Text provided
────────────────────
1. Are there other names sometimes used for MAT® treatment  

 In research reports the therapy was called by several different names. At first it was called hepatic activation because it improves liver metabolism.  Later it was called metabolic activation therapy because it improves metabolism not just in the liver, but also in many other tissues.  Sometimes descriptive names have been used such as chronic intermittent intravenous insulin therapy or pulsatile intravenous insulin therapy, or intensive insulin therapy.   At times, companies with no rights to the therapy have attempted to sell it using other names, confusing investors and patients.

2. When is MAT® treatment recommended?

At this time, MAT® treatment is recommended when patients are unable to achieve good glucose control because of severe hypoglycemic episodes due to hypoglycemia unawareness, and/or when diabetic complications are occurring despite vigorous attempts at strict glucose control by the patient and endocrinologist.  

The addition of MAT® treatment to the American Diabetes Association recommended treatment program can reduce hypoglycemic attacks (dangerously low blood sugar) by improving hypoglycemia unawareness and can reduce or delay many complications of diabetes such as damage to kidneys and eyes, abnormal blood pressure,  painful neuropathy of the feet and legs, gastroparesis, and foot ulcers.


3. What is a MAT® treatment weekly treatment session?
────────────────────
(Entries drawn from a collection)

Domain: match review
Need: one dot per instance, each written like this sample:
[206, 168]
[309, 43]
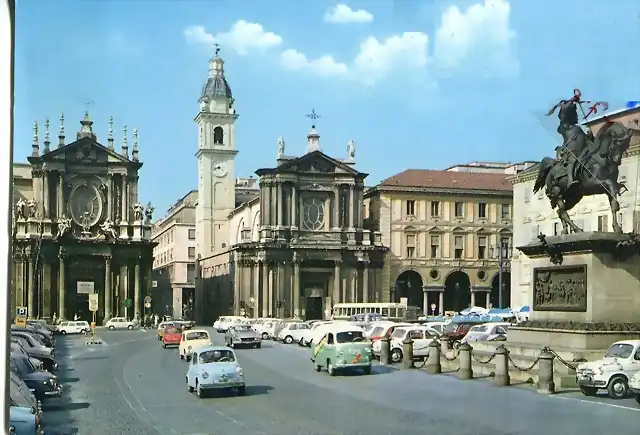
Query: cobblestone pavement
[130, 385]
────────────────────
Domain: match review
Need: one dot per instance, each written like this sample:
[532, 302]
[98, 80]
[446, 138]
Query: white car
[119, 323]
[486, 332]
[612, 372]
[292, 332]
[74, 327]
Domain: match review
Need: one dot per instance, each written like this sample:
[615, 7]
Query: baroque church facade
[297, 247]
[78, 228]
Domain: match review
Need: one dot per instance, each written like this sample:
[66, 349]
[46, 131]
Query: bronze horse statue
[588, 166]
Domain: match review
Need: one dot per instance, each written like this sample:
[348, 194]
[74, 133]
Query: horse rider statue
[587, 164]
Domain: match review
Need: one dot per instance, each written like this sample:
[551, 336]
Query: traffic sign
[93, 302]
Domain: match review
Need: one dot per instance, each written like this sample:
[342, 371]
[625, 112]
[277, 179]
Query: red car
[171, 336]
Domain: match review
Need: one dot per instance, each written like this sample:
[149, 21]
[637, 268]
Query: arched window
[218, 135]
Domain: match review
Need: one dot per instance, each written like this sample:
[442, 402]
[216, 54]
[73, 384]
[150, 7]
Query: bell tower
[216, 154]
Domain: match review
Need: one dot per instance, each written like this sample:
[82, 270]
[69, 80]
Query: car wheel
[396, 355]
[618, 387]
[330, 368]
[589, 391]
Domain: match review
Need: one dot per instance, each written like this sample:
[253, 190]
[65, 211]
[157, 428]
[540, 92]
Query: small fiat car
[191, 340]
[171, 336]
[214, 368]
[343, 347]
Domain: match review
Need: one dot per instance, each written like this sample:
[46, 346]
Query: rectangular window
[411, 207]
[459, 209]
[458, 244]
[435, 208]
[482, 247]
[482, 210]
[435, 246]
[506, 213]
────────────────────
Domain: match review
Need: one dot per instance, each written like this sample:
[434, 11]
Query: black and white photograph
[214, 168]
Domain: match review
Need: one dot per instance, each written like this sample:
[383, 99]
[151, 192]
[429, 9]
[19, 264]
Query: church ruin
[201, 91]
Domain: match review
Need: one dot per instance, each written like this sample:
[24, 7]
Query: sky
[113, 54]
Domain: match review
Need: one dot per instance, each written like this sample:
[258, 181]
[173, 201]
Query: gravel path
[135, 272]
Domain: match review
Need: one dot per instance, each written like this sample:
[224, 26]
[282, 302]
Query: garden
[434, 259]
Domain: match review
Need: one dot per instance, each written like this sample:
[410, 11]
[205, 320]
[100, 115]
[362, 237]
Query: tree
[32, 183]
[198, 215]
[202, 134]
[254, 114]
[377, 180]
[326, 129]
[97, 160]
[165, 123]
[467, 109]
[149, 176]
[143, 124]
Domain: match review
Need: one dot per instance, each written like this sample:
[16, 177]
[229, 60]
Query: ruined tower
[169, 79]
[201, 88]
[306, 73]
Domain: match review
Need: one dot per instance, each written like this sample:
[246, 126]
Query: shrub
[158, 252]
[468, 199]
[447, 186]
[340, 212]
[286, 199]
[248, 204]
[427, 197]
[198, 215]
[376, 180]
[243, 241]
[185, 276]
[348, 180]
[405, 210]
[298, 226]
────────────────────
Requirement
Return the MAT® treatment text above in full, word for word, with nothing changed or left out.

Written solution
1. Are there other names sometimes used for MAT® treatment  

 In research reports the therapy was called by several different names. At first it was called hepatic activation because it improves liver metabolism.  Later it was called metabolic activation therapy because it improves metabolism not just in the liver, but also in many other tissues.  Sometimes descriptive names have been used such as chronic intermittent intravenous insulin therapy or pulsatile intravenous insulin therapy, or intensive insulin therapy.   At times, companies with no rights to the therapy have attempted to sell it using other names, confusing investors and patients.

2. When is MAT® treatment recommended?

At this time, MAT® treatment is recommended when patients are unable to achieve good glucose control because of severe hypoglycemic episodes due to hypoglycemia unawareness, and/or when diabetic complications are occurring despite vigorous attempts at strict glucose control by the patient and endocrinologist.  

The addition of MAT® treatment to the American Diabetes Association recommended treatment program can reduce hypoglycemic attacks (dangerously low blood sugar) by improving hypoglycemia unawareness and can reduce or delay many complications of diabetes such as damage to kidneys and eyes, abnormal blood pressure,  painful neuropathy of the feet and legs, gastroparesis, and foot ulcers.


3. What is a MAT® treatment weekly treatment session?